Trying to put insomnia problems to rest

Millions of Americans doubtless used that extra hour setting our clocks back to get a little extra sleep - an option NOT available to chronic sufferers from insomnia. For them, fiddling around with the clock offers no relief at all. Our Sunday Morning Cover Story is reported now by Susan Spencer of 48 Hours:


Nightfall in Louisville, Kentucky ... weary citizens soon will snuggle up in their nice, warm beds, ready for a restful night's sleep.

Good luck with that!

A new study done by Bert Sperling of ("The Best and Worst Places to Live" fame) names Louisville as the number one city when it comes to sleeplessness.

"People who live here report having an average of nine days monthly without restful sleep," said radio show host Terry Meiners.

It's not a distinction Louisville wants, but it doesn't surprise Meiners: "I drove to work this morning at 5:15 and I saw 30 people out for a run, and a few people sitting on benches. I wasn't intrigued by the people running, but the ones sitting on benches really blew my mind. Why aren't you home in bed?" he laughed. "What, are you waiting for the diner to open? Go back to bed! They'll have pancakes at 7:30."

But WHY is it so hard to sleep here?

Some theories: Louisville has a huge UPS hub, a lot of people work the overnight. THEY'RE obviously not sleeping.

There's a giant construction project blocking a major bridge, forcing commuters to spend hours in traffic - when they should be in bed.

And that's not the only stress: Louisville ranks high in unemployment and divorce.

But then, of course, there are folks like Meiners: "I'm one of those people who does wake up about 3:30 in the morning. I don't know why. But I start tumbling through what I'm going to do the next day."

We've all been there, occasionally. But what if night after night? You put on your jams, get into bed, turn out the lights, but no matter how many sheep you imagine out there, waiting to be counted ... you simply cannot fall sleep.

A Sunday Morning poll found half of all Americans has trouble sleeping at least once a week - and more than a third (33%) more often than that.

Activity:
Reproduce the article on insomnia word for word, in full. Rely on the insomnia article by itself, not on outside knowledge.

Excerpted data:
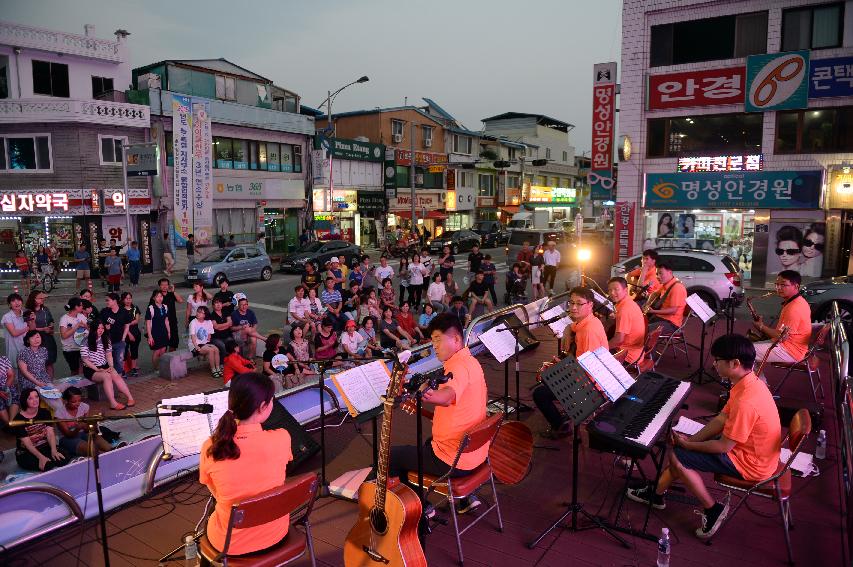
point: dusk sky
(474, 58)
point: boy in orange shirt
(743, 441)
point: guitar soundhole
(378, 521)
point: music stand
(580, 398)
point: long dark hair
(248, 391)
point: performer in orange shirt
(795, 315)
(743, 441)
(630, 330)
(460, 405)
(241, 460)
(644, 280)
(586, 333)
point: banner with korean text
(603, 124)
(734, 189)
(623, 231)
(182, 171)
(202, 165)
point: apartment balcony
(20, 111)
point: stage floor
(141, 533)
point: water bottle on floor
(190, 552)
(663, 548)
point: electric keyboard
(635, 422)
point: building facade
(241, 147)
(64, 122)
(737, 115)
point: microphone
(199, 408)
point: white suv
(711, 276)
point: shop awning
(435, 215)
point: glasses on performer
(788, 251)
(808, 243)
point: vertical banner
(623, 231)
(603, 125)
(202, 173)
(182, 172)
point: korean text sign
(736, 189)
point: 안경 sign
(736, 189)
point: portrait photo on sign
(795, 245)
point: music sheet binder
(183, 435)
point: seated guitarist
(586, 333)
(743, 441)
(644, 280)
(795, 315)
(460, 404)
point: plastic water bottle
(663, 548)
(190, 551)
(820, 448)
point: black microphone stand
(91, 422)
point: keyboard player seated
(586, 333)
(742, 441)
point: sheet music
(698, 305)
(500, 343)
(598, 371)
(615, 367)
(183, 435)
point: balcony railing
(71, 110)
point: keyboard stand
(580, 398)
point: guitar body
(399, 543)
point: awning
(436, 215)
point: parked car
(458, 240)
(320, 252)
(709, 275)
(492, 233)
(238, 263)
(821, 293)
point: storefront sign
(777, 81)
(404, 157)
(350, 149)
(370, 201)
(429, 201)
(141, 160)
(182, 172)
(202, 172)
(752, 162)
(696, 88)
(748, 189)
(831, 77)
(623, 231)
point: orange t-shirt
(589, 335)
(450, 423)
(261, 466)
(677, 297)
(797, 316)
(752, 422)
(631, 323)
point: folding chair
(809, 364)
(778, 486)
(270, 505)
(455, 488)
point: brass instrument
(753, 334)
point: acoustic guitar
(386, 531)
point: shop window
(723, 133)
(50, 79)
(814, 27)
(818, 130)
(708, 39)
(27, 153)
(111, 149)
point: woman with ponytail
(241, 460)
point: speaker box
(302, 444)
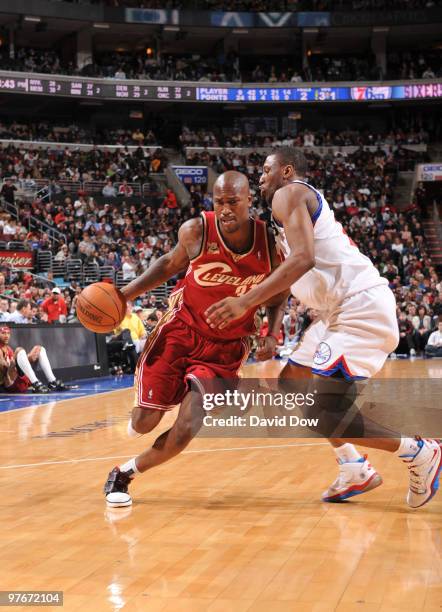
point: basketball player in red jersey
(226, 253)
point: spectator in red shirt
(55, 307)
(125, 190)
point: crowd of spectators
(128, 236)
(46, 131)
(304, 138)
(26, 164)
(230, 67)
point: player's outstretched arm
(188, 246)
(289, 206)
(275, 308)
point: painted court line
(205, 450)
(64, 399)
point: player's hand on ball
(224, 312)
(266, 348)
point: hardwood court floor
(228, 526)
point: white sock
(408, 448)
(130, 466)
(347, 453)
(25, 366)
(43, 362)
(131, 432)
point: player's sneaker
(38, 387)
(116, 487)
(424, 471)
(59, 385)
(355, 477)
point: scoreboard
(112, 89)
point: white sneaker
(425, 468)
(118, 500)
(355, 477)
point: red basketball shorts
(176, 355)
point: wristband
(273, 336)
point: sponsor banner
(17, 259)
(191, 175)
(429, 172)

Result of this task:
Trying to put insomnia problems to rest

Millions of Americans doubtless used that extra hour setting our clocks back to get a little extra sleep - an option NOT available to chronic sufferers from insomnia. For them, fiddling around with the clock offers no relief at all. Our Sunday Morning Cover Story is reported now by Susan Spencer of 48 Hours:


Nightfall in Louisville, Kentucky ... weary citizens soon will snuggle up in their nice, warm beds, ready for a restful night's sleep.

Good luck with that!

A new study done by Bert Sperling of ("The Best and Worst Places to Live" fame) names Louisville as the number one city when it comes to sleeplessness.

"People who live here report having an average of nine days monthly without restful sleep," said radio show host Terry Meiners.

It's not a distinction Louisville wants, but it doesn't surprise Meiners: "I drove to work this morning at 5:15 and I saw 30 people out for a run, and a few people sitting on benches. I wasn't intrigued by the people running, but the ones sitting on benches really blew my mind. Why aren't you home in bed?" he laughed. "What, are you waiting for the diner to open? Go back to bed! They'll have pancakes at 7:30."

But WHY is it so hard to sleep here?

Some theories: Louisville has a huge UPS hub, a lot of people work the overnight. THEY'RE obviously not sleeping.

There's a giant construction project blocking a major bridge, forcing commuters to spend hours in traffic - when they should be in bed.

And that's not the only stress: Louisville ranks high in unemployment and divorce.

But then, of course, there are folks like Meiners: "I'm one of those people who does wake up about 3:30 in the morning. I don't know why. But I start tumbling through what I'm going to do the next day."

We've all been there, occasionally. But what if night after night? You put on your jams, get into bed, turn out the lights, but no matter how many sheep you imagine out there, waiting to be counted ... you simply cannot fall sleep.

A Sunday Morning poll found half of all Americans has trouble sleeping at least once a week - and more than a third (33%) more often than that.